[YOUR OBJECTIVE]
Recast the rows below as a Markdown table with the columns "No." and "Line", numbering each line and leaving out any blank lines.

• • • • •

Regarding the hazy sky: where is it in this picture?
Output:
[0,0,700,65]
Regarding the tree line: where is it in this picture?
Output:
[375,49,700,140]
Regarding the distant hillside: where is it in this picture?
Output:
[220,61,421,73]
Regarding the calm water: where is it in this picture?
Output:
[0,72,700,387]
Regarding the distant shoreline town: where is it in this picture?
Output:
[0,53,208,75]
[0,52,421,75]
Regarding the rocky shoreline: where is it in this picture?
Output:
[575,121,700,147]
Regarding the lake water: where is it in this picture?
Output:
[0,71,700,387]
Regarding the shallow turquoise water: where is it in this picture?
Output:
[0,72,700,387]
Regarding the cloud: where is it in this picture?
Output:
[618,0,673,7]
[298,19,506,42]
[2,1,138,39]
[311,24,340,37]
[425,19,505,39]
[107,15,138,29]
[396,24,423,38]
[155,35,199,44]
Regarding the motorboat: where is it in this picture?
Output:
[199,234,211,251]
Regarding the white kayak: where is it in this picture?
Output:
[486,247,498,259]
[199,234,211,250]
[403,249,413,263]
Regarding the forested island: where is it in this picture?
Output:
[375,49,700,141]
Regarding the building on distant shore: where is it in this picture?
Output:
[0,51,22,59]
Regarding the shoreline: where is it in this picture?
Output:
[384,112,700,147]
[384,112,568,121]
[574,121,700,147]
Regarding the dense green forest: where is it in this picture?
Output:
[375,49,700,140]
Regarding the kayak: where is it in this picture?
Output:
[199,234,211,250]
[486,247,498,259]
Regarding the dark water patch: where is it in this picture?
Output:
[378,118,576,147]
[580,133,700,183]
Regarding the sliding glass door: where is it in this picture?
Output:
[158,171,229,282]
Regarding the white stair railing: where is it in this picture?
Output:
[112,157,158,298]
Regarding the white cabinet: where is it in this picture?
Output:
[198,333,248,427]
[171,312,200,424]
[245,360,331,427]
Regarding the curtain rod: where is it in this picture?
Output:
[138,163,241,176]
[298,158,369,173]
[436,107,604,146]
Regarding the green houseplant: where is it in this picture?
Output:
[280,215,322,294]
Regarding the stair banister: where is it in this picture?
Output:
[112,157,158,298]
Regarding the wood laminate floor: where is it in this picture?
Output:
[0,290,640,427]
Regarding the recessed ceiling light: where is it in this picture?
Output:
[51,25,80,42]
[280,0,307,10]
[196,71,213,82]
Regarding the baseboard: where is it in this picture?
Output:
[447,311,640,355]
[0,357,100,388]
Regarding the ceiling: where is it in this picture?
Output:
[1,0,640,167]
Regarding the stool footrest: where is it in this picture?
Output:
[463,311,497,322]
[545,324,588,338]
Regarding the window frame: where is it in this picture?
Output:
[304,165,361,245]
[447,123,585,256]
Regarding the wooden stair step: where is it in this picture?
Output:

• • • • •

[TASK RESPONSE]
| No. | Line |
|---|---|
| 1 | Regarding the hazy sky: where is it in this picture? |
| 2 | Output: |
| 3 | [0,0,700,65] |
| 4 | Regarding the tree line: where is it in this picture? |
| 5 | Output: |
| 6 | [375,49,700,140] |
| 7 | Regarding the distant hillside: where is it in this picture? |
| 8 | Output: |
| 9 | [220,61,421,73] |
| 10 | Regarding the calm water: where is it in this picture? |
| 11 | Output: |
| 12 | [0,72,700,387] |
| 13 | Regarding the distant shoreline town: where is it in this picture? |
| 14 | Output: |
| 15 | [0,53,208,75] |
| 16 | [0,52,421,75] |
| 17 | Regarding the rocky shoreline: where is it in this picture? |
| 18 | Output: |
| 19 | [575,121,700,147] |
| 20 | Regarding the lake water: where is it in this picture? |
| 21 | Output: |
| 22 | [0,71,700,387] |
| 23 | Regarding the shallow turquoise water: where is it in this picture? |
| 24 | Output: |
| 25 | [0,72,700,387] |
| 26 | Regarding the cloud: where is it in this picture? |
| 27 | Output: |
| 28 | [618,0,673,7] |
| 29 | [298,19,506,42] |
| 30 | [2,1,138,39] |
| 31 | [311,24,340,37] |
| 32 | [425,19,505,39] |
| 33 | [107,15,138,29] |
| 34 | [396,24,423,38] |
| 35 | [155,35,199,44] |
| 36 | Regarding the motorboat: where is it in this picture? |
| 37 | Output: |
| 38 | [199,234,211,251] |
| 39 | Regarding the white kayak: where is it in this picture? |
| 40 | Output: |
| 41 | [486,247,498,259] |
| 42 | [199,234,211,250] |
| 43 | [403,249,413,263] |
| 44 | Regarding the forested island: where is it in this picture? |
| 45 | Output: |
| 46 | [375,49,700,141] |
| 47 | Regarding the building on distant shore: where is it in this picture? |
| 48 | Output: |
| 49 | [0,51,22,59] |
| 50 | Regarding the shoreline: where is it in this picture? |
| 51 | Output: |
| 52 | [384,112,700,147] |
| 53 | [384,112,568,121] |
| 54 | [574,121,700,147] |
| 55 | Regarding the dense green forest: where is it in this picture? |
| 56 | Output: |
| 57 | [375,49,700,140] |
| 58 | Regarding the kayak: where is it in this picture? |
| 59 | Output: |
| 60 | [199,234,211,250] |
| 61 | [486,247,498,259] |
| 62 | Regarding the dark water patch: where is it in this picture? |
| 63 | Output: |
| 64 | [378,118,576,147] |
| 65 | [580,133,700,183] |
| 66 | Regarding the sliding glass door: where is it in this picture? |
| 67 | Output: |
| 68 | [158,171,229,282] |
| 69 | Regarding the white stair railing: where is it in this picture? |
| 70 | Output: |
| 71 | [112,157,158,298] |
| 72 | Regarding the white cabinet: where is it in this picture? |
| 73 | Output: |
| 74 | [198,333,248,427] |
| 75 | [171,312,200,424] |
| 76 | [245,360,331,427] |
| 77 | Regarding the curtain rod: where is it in this picture? |
| 78 | Output: |
| 79 | [138,163,241,176] |
| 80 | [298,158,369,173] |
| 81 | [436,107,604,146] |
| 82 | Regarding the green houseplant: where is it in this picture? |
| 83 | Output: |
| 84 | [280,215,322,294] |
| 85 | Regarding the stair banister: where is it in this picture? |
| 86 | Output: |
| 87 | [112,157,158,298] |
| 88 | Regarding the wood laminate floor: where is it in this picture? |
| 89 | Output: |
| 90 | [0,290,640,427] |
| 91 | Regarding the recessed ceiling light: where is it in this picture? |
| 92 | Output: |
| 93 | [51,25,80,42] |
| 94 | [280,0,307,10] |
| 95 | [196,71,213,82] |
| 96 | Regarding the baseboard: where is it in this picture? |
| 97 | Output: |
| 98 | [447,311,640,355] |
| 99 | [0,357,100,388] |
| 100 | Regarding the ceiling: where is it in this picture? |
| 101 | Output: |
| 102 | [1,0,640,167] |
| 103 | Regarding the stool footrest: where is it in this picture? |
| 104 | Output: |
| 105 | [463,311,497,322] |
| 106 | [545,324,588,338] |
| 107 | Regarding the window frame: where is it in this picture? |
| 108 | Output: |
| 109 | [304,165,361,245] |
| 110 | [447,123,585,256] |
| 111 | Regarding the wooden stair step: where is it in this picture? |
| 112 | Output: |